> **Set task**
Report every line below that contains the word "black", copying each one in full. Case counts.

> **Information shown**

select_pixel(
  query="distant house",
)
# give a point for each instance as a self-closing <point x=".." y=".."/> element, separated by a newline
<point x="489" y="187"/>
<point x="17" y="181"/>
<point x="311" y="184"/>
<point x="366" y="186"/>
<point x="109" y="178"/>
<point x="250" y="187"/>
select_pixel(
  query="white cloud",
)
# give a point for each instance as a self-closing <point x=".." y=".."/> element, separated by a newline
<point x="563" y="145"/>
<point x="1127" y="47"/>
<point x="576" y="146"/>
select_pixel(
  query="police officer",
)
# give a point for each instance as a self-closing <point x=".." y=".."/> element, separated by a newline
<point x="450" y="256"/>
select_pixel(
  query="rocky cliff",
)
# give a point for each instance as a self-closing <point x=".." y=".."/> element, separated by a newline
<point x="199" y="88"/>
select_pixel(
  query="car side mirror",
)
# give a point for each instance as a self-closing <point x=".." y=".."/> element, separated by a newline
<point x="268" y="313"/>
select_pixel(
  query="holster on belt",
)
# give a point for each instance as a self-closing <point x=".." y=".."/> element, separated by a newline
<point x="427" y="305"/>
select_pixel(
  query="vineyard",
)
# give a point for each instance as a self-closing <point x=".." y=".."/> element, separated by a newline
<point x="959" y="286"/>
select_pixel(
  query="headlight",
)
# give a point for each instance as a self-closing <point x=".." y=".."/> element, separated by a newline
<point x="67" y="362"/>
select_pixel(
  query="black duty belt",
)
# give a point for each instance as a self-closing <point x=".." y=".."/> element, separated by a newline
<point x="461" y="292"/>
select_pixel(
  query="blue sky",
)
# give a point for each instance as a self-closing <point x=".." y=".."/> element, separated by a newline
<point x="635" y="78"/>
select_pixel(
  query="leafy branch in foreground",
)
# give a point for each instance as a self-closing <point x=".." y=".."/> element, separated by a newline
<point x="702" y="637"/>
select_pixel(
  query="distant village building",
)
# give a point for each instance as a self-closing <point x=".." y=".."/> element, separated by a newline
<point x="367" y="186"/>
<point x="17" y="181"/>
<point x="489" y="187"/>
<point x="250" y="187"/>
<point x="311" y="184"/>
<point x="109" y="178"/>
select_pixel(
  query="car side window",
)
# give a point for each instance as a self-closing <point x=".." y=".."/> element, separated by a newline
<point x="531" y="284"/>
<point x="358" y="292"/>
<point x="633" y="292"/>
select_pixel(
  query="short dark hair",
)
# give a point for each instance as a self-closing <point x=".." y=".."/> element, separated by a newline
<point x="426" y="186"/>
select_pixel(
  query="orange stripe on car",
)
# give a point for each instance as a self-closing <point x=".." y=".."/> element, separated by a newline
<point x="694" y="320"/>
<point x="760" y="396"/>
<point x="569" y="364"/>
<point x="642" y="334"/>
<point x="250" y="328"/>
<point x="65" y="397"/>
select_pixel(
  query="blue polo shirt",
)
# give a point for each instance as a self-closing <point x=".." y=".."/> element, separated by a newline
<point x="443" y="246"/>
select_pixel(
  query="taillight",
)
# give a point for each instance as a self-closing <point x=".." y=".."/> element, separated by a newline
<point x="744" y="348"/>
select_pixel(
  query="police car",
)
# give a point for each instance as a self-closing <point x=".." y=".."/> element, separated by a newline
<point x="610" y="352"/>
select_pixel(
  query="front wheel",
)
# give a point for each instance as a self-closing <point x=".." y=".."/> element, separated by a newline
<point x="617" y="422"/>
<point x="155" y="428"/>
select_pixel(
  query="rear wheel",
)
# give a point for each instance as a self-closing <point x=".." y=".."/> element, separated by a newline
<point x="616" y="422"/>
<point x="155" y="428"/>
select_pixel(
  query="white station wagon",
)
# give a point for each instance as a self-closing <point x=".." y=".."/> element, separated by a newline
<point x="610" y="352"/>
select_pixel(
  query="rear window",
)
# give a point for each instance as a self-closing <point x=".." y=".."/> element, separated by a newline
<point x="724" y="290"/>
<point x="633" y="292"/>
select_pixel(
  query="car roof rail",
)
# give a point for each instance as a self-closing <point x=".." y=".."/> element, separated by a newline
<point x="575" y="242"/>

--

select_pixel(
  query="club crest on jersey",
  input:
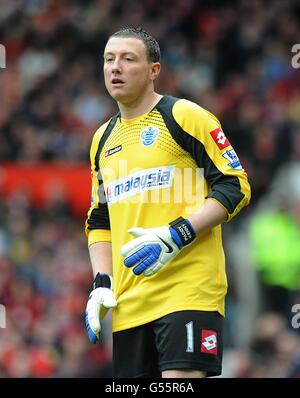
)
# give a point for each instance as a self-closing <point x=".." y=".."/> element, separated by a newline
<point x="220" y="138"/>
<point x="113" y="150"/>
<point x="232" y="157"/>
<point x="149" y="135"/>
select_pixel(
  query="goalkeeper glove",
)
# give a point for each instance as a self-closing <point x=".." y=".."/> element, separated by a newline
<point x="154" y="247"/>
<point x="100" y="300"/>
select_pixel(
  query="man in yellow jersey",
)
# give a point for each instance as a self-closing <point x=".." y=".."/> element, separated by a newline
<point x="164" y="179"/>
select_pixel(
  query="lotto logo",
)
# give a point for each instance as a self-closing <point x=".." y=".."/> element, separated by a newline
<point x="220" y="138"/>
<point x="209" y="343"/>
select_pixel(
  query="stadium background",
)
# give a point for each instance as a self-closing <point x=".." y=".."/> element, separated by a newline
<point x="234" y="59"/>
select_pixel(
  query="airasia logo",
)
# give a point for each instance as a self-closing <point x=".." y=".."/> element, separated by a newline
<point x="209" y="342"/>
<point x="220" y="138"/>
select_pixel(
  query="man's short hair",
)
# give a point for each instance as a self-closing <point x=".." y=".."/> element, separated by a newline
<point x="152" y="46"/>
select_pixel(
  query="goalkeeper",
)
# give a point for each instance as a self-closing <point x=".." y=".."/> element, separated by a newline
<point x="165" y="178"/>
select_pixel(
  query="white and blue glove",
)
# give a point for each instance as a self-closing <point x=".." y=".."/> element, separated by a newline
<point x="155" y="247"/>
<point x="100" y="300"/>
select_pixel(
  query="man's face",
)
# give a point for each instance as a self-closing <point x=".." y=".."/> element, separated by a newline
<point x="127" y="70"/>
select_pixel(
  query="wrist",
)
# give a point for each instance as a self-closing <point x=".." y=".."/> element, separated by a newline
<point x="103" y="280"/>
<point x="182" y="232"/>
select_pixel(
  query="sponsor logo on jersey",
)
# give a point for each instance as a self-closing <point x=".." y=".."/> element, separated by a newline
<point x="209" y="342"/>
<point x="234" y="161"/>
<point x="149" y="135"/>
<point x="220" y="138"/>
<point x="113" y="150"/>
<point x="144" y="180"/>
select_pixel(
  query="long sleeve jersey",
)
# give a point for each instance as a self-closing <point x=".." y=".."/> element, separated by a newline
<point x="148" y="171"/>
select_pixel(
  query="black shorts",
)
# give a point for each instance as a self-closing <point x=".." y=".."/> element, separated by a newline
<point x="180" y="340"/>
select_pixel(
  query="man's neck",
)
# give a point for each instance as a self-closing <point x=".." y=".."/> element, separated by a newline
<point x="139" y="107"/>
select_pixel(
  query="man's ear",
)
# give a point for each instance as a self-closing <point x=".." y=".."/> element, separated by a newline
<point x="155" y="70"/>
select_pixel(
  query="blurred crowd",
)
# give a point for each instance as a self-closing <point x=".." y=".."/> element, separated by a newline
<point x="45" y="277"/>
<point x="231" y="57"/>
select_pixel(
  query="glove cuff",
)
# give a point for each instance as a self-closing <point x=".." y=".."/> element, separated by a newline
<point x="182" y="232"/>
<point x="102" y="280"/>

> **Finished answer**
  query="black duty belt",
  query="black shorts",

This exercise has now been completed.